*Short exercise*: Condense the paragraph of the movie review that begins "The Antman character was a problem" into a short bulleted list that keeps its main facts.

*Source*:
↓↓↓

The Dark Herald Does Not Recommend: Antman and the Wasp Quantomania
I have rarely seen a genre movie so dripping with contempt for its core audience.
Nineteen eighties Mexican sword and sandals videos had more respect for the people that would be seeing it than this flick did. There are no characters, only cut-and-paste caricatures. This is no plot, only a series of ridiculous contrivances. This entire motion picture has been built around appearance for the sake of appearance. It is a Disney Frankenstein. This film is broken. Like its namesake, there is no substance to Quantomania at all.
The Antman character was a problem for Marvel Studios. The problem was that Ari Arad cared about Marvel Comics back when the studio had to listen to him. In the comic books, Hank Pym and his second wife Janet van Dyne were the original Antman and the Wasp, and they were also the founders of the Avengers. Back when Ike Perlmutter made sure that Marvel gave a rancid fart about the canon, not having an Antman in the team that Antman founded was a problem. The thing is Hank’s first wife was murdered by the Hungarian secret police which was why he became Antman in the first place. Bob Iger and Kevin Feige were at best uncomfortable with Hank’s anti-Marxist baggage. But there was no such problem with the Scott Lang version. A hero on a redemption arc is easy to write and easy to make a movie about. Consequently, Scott Lang settled into a role of Antman as a lovable loser trying to make good.
This is the part where I try to ruin the whole movie for you by spoiling it in detail, but this thing is such an inconceivably disjointed trainwreck that my brain keeps shutting down in self-defense when I try to recall the details.
The film opens with Scott strutting down a sidewalk in an alternate universe San Francisco, where he isn’t trying to avoid stepping on broken needles and human shit. The theme from Welcome Back Kotter is playing as Hank has a montage about what a great life he is having as a superhero. The whole city loves him. Apparently, he landed a book deal and has a number-one bestseller. We are meant to believe he wrote it himself; this is the least of the contrivances that are about to pummel an unsuspecting audience.
Montage ends when Scott has to bail his new teenage daughter out of jail (she was recast). Cassie was protesting for the rights of the homeless to establish her unassailable moral superiority over her Generation-X world-saving superhero father, and it is done with such brutal impact that passersbys suffer blunt force trauma. She shrank a police car and was apparently allowed to keep it in jail so she could put it on the comically outraged cops’ desk at the county lockup. She is allowed to leave rather than be arrested again for GTA of a police car because the movie has to get to the next scene as fast as possible. Cassie is such sassy.
The Snap and Blip are very, very briefly mentioned as the cause of this social unrest.
Kind of a pity they didn’t go into it because it’s the only potential source of interest in the current Marvelverse. In Marvel Phase I the basic question of the story was, how does the real world react to having superheroes in it? The question of Phase II was how do the Avengers come together and break up? Phase III was how do the Avengers defeat Thanos? The question of Marvel Phase IV was, how do we keep people watching this shit without Robert Downey in it? They didn’t come up with an answer for that one.
The question of Phase V should be, what happened to the people who moved on with their lives and remarried after the Snap? What happened when their spouses came back into existence? How do you adjust to losing your world a second time? Apparently, the answer is you just don’t talk about it.
At all. Ever.
Even if you really, really need to talk about it because your family’s lives literally depend on it.

↑↑↑

*Material*:
↓↓↓

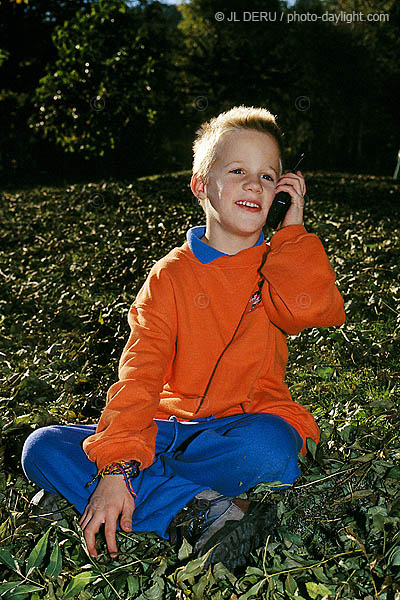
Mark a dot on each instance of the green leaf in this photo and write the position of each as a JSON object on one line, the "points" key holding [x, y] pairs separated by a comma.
{"points": [[253, 591], [185, 550], [37, 555], [311, 447], [325, 372], [290, 584], [55, 565], [18, 589], [317, 589], [7, 559], [394, 473], [78, 583], [133, 584]]}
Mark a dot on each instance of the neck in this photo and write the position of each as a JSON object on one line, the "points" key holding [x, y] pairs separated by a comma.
{"points": [[229, 242]]}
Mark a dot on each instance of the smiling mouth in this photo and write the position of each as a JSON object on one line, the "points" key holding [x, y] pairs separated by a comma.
{"points": [[249, 205]]}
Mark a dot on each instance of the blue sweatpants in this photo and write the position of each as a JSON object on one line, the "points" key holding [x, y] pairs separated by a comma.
{"points": [[229, 455]]}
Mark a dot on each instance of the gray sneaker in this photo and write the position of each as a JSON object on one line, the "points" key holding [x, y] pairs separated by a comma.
{"points": [[231, 527], [45, 507]]}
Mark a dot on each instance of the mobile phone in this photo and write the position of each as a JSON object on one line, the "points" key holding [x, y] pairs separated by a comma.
{"points": [[281, 203]]}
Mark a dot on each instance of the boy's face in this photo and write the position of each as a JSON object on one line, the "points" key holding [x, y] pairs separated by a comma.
{"points": [[241, 183]]}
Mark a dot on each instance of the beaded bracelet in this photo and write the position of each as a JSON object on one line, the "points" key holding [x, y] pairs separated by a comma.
{"points": [[128, 468]]}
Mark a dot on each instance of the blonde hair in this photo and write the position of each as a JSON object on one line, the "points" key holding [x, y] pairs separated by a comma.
{"points": [[210, 133]]}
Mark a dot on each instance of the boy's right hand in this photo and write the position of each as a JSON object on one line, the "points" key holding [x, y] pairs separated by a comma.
{"points": [[110, 499]]}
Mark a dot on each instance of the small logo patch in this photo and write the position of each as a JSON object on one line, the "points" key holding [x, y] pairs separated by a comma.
{"points": [[255, 301]]}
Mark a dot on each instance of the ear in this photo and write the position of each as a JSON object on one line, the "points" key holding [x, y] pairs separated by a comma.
{"points": [[198, 186]]}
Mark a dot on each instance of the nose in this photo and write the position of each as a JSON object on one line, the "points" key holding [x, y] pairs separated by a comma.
{"points": [[253, 184]]}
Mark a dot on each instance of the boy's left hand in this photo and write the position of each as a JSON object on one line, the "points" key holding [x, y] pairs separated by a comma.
{"points": [[295, 186]]}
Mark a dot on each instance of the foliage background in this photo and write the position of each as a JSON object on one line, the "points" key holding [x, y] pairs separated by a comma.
{"points": [[106, 86], [95, 94]]}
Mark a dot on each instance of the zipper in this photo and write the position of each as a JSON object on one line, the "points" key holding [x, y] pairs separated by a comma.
{"points": [[260, 284]]}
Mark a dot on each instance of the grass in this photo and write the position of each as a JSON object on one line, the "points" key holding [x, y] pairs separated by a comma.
{"points": [[73, 259]]}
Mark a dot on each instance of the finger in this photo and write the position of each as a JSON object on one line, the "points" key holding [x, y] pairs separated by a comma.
{"points": [[303, 187], [90, 537], [294, 193], [294, 181], [110, 529], [85, 521], [126, 518], [84, 516]]}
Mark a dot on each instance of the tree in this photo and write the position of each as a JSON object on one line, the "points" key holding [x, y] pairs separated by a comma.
{"points": [[112, 85]]}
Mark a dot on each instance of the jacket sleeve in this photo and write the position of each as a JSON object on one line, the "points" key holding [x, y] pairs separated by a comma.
{"points": [[126, 430], [299, 289]]}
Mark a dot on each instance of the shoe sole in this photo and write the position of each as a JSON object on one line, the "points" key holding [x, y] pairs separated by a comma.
{"points": [[236, 539]]}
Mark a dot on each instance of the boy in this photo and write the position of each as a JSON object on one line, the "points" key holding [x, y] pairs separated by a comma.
{"points": [[201, 413]]}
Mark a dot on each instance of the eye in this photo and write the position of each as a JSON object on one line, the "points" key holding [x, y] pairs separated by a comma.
{"points": [[267, 177]]}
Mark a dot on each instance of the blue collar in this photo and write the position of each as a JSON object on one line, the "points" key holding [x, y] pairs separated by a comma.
{"points": [[203, 251]]}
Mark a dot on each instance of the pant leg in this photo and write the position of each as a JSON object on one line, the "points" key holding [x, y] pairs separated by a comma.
{"points": [[233, 454], [53, 458], [229, 455]]}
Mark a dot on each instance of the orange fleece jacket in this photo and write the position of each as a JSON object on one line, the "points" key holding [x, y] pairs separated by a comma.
{"points": [[185, 316]]}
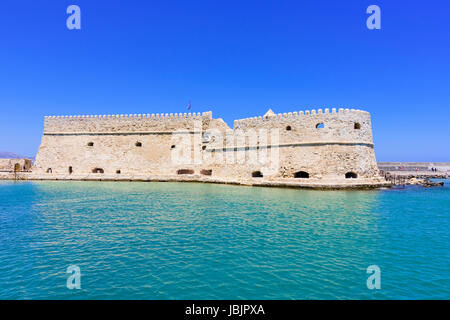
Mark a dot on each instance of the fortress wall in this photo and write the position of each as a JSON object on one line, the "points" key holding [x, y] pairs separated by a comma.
{"points": [[339, 126], [124, 123], [326, 153]]}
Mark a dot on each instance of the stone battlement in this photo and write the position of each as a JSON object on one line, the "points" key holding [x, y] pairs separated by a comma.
{"points": [[123, 122], [297, 115]]}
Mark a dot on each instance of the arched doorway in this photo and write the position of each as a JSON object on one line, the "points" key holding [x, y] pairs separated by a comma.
{"points": [[301, 174], [351, 175], [257, 174]]}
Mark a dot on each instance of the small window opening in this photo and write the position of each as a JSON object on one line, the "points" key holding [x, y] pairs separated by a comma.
{"points": [[185, 171], [206, 172], [351, 175], [257, 174]]}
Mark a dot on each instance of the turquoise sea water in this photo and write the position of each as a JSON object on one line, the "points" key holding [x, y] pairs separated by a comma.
{"points": [[206, 241]]}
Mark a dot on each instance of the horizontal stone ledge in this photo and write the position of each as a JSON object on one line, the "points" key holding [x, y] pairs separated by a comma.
{"points": [[295, 144]]}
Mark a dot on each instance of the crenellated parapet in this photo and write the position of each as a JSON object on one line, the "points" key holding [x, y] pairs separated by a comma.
{"points": [[298, 116], [335, 125], [124, 122]]}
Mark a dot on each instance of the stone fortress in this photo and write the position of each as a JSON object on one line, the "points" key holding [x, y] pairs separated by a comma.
{"points": [[315, 149]]}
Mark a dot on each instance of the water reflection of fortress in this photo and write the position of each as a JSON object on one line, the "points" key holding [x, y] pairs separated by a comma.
{"points": [[311, 148]]}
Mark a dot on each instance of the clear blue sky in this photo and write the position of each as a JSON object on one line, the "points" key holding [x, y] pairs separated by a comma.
{"points": [[236, 58]]}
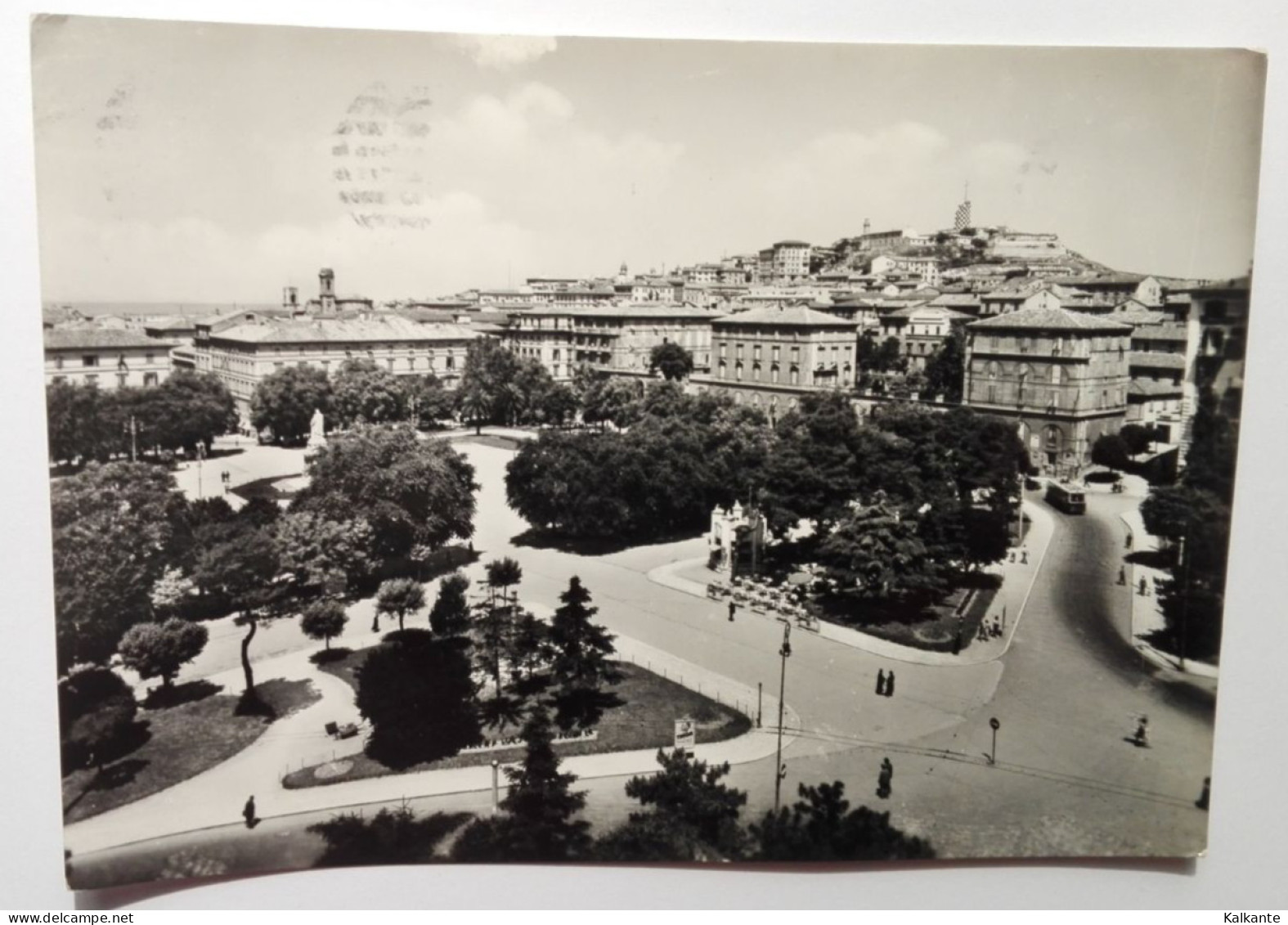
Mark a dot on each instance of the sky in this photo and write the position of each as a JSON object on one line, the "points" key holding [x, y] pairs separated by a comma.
{"points": [[215, 163]]}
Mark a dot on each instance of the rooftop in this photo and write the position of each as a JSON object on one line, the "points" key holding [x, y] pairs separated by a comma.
{"points": [[645, 309], [356, 330], [1050, 320], [1157, 361], [795, 316], [98, 338]]}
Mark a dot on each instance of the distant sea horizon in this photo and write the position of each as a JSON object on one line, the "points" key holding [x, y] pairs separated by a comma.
{"points": [[179, 308]]}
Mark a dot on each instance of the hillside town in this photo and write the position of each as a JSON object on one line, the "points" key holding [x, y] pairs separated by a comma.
{"points": [[1009, 322], [791, 479]]}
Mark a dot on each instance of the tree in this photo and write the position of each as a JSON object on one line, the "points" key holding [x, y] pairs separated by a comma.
{"points": [[114, 535], [450, 615], [161, 649], [812, 476], [1138, 438], [1111, 450], [475, 405], [242, 567], [324, 620], [365, 393], [876, 555], [419, 697], [284, 402], [320, 553], [409, 491], [945, 370], [428, 400], [581, 664], [615, 401], [188, 410], [398, 598], [392, 837], [671, 360], [821, 826], [540, 806], [689, 793], [494, 622]]}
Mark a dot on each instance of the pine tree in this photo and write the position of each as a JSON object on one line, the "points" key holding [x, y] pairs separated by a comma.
{"points": [[582, 662], [540, 806]]}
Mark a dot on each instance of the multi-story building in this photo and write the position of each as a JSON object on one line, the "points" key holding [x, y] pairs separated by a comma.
{"points": [[1061, 375], [110, 360], [768, 357], [1021, 294], [242, 354], [921, 330], [615, 339], [1162, 362]]}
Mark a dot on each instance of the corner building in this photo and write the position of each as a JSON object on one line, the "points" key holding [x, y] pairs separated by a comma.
{"points": [[1063, 376]]}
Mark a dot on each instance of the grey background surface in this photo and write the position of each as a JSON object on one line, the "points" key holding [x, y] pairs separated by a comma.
{"points": [[1247, 848]]}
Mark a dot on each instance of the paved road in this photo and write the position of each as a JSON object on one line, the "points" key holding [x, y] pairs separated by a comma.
{"points": [[1066, 694]]}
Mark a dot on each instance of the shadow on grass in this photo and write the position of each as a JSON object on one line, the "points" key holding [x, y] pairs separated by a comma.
{"points": [[163, 697], [594, 546], [326, 656], [1151, 558]]}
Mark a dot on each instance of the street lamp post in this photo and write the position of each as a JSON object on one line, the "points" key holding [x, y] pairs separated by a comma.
{"points": [[784, 653]]}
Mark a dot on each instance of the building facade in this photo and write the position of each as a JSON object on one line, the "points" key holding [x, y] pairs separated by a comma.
{"points": [[110, 360], [242, 354], [1063, 376], [616, 339], [768, 357]]}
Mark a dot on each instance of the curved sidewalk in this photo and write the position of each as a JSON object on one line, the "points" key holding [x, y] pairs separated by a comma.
{"points": [[1018, 580]]}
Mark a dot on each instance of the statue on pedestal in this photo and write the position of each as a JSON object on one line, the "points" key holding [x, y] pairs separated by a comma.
{"points": [[317, 430]]}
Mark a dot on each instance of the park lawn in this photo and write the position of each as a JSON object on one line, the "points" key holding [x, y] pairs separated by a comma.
{"points": [[644, 721], [934, 629], [179, 743]]}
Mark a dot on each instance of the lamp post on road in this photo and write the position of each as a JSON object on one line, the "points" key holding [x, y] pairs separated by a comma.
{"points": [[784, 653]]}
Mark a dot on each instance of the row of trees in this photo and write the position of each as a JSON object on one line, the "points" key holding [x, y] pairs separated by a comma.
{"points": [[183, 412], [679, 456], [687, 813], [896, 504], [419, 689], [1194, 517]]}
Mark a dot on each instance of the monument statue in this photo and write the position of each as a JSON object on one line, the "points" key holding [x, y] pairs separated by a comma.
{"points": [[317, 429]]}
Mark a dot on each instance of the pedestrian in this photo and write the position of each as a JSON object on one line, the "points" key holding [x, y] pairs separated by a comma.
{"points": [[885, 779], [1142, 739]]}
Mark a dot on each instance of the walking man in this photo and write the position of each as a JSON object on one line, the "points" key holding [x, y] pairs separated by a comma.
{"points": [[1142, 737], [884, 779]]}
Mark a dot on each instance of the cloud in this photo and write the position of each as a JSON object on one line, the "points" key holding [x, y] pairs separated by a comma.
{"points": [[504, 52]]}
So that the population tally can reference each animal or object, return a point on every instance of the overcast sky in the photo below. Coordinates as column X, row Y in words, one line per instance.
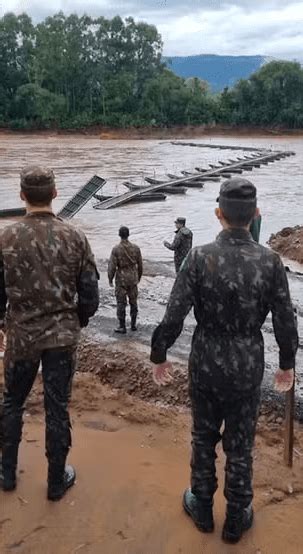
column 269, row 27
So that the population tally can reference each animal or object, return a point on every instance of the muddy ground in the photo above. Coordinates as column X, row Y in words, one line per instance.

↑↑↑

*Exercise result*:
- The Antman character was a problem for Marvel Studios because Ari Arad cared about Marvel Comics when the studio had to listen to him.
- In the comics, Hank Pym and his second wife Janet van Dyne were the original Antman and the Wasp and founders of the Avengers.
- While Ike Perlmutter made Marvel care about the canon, leaving Antman out of the team he founded was a problem.
- Hank became Antman because the Hungarian secret police murdered his first wife, and Bob Iger and Kevin Feige were at best uncomfortable with that anti-Marxist baggage.
- The Scott Lang version had no such problem, and a hero on a redemption arc is easy to write and film.
- So Scott Lang settled into the role of Antman as a lovable loser trying to make good.